*** Source data ***

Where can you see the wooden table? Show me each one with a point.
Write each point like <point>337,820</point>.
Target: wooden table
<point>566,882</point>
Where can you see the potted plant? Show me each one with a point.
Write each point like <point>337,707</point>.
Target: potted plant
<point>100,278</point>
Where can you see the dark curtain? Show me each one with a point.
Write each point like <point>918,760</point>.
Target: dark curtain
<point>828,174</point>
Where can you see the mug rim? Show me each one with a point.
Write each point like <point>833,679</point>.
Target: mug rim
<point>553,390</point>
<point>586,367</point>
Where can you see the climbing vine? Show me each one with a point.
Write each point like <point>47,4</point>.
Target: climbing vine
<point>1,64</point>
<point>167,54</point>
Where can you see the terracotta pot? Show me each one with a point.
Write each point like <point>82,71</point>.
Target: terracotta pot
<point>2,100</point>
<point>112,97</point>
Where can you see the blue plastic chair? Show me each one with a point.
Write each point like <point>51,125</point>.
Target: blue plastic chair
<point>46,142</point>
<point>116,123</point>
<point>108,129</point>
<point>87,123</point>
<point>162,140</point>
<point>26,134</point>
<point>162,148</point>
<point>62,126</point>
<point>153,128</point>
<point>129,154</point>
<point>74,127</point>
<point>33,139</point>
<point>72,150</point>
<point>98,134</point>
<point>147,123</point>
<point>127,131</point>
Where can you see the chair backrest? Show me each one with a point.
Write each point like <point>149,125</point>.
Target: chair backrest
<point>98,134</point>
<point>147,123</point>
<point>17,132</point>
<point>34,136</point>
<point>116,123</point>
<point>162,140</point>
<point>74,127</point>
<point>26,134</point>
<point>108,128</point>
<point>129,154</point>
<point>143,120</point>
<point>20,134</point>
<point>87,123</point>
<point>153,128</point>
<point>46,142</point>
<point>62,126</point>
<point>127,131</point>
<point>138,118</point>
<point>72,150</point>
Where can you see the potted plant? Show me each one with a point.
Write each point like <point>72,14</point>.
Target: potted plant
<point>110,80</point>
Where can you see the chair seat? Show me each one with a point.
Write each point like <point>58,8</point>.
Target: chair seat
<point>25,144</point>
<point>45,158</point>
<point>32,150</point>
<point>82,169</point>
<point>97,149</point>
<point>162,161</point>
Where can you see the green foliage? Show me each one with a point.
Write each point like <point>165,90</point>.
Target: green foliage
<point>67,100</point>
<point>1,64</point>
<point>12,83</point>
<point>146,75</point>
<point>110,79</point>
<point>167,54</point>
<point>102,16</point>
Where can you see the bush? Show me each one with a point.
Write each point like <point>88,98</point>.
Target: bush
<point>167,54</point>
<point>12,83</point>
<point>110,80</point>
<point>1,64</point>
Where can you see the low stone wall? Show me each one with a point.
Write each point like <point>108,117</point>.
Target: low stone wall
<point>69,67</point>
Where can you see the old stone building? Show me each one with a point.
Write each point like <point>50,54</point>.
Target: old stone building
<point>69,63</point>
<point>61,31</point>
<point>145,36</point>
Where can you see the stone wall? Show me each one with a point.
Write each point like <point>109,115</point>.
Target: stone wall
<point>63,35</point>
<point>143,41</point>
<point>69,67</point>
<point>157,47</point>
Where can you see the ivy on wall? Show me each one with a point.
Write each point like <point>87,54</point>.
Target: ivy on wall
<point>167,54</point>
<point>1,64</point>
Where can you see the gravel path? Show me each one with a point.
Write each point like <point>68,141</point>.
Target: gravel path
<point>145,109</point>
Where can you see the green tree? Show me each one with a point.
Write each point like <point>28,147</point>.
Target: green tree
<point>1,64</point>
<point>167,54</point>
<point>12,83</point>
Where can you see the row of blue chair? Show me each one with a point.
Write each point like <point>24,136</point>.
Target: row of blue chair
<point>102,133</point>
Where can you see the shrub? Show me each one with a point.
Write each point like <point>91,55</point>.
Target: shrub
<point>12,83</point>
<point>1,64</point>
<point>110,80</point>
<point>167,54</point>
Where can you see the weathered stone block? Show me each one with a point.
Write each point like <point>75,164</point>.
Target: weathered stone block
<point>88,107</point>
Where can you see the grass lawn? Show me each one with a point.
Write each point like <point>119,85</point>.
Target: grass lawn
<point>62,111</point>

*** End of Source data ***

Reproduce, character for character, only the lines of the preceding data that start at the line with "Target: low stone wall" and end at the line with "Write each point like <point>68,141</point>.", both included.

Target: low stone wall
<point>69,67</point>
Where can you see the old stone building? Show me each one with a point.
Write each point like <point>50,54</point>.
Target: old stone building
<point>69,63</point>
<point>61,31</point>
<point>145,36</point>
Where can you see the stone wall? Show me each one with a point.
Write each point like <point>109,115</point>.
Target: stone wall
<point>63,35</point>
<point>143,41</point>
<point>69,67</point>
<point>157,47</point>
Where can you see the ivy on wall? Show me each one with a point.
Write each point like <point>87,54</point>.
Target: ivy on wall
<point>167,54</point>
<point>1,64</point>
Where can you see the gravel path? Show me each one with a point.
Write each point like <point>68,141</point>.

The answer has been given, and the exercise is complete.